Aim of the exercise -
Could you give the records again from the line containing "Identify every instance of the red" through the line containing "x=673 y=297", substituting "shirt" for "jersey" and keeping everything else unchanged? Return only those lines.

Data for this exercise -
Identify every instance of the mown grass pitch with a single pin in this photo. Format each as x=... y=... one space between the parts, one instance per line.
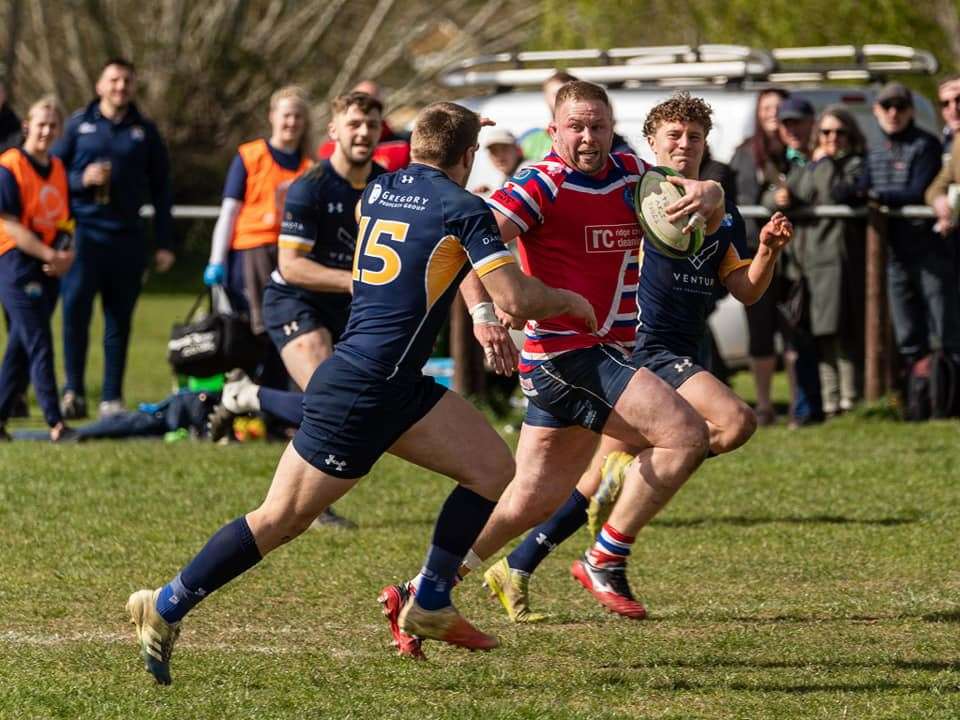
x=812 y=574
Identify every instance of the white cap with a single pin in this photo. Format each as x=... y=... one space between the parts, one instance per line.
x=498 y=136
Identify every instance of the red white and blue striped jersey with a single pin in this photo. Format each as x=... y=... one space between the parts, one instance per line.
x=578 y=232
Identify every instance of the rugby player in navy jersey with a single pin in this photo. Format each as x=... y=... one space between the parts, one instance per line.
x=419 y=234
x=673 y=297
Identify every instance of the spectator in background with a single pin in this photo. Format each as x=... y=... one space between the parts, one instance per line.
x=830 y=254
x=921 y=274
x=116 y=161
x=759 y=163
x=796 y=118
x=943 y=194
x=11 y=134
x=393 y=150
x=948 y=94
x=505 y=156
x=243 y=250
x=10 y=125
x=34 y=209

Response -
Identify every instance of the red white and blue striped shirt with a single pin in this photo. Format each as x=... y=... one space between the parts, one instance per line.
x=578 y=232
Identify every instance of the rugby player in navy shirt with a single pin in this photo. Format each as x=... y=... one space between the parts, one instance per line.
x=419 y=234
x=673 y=297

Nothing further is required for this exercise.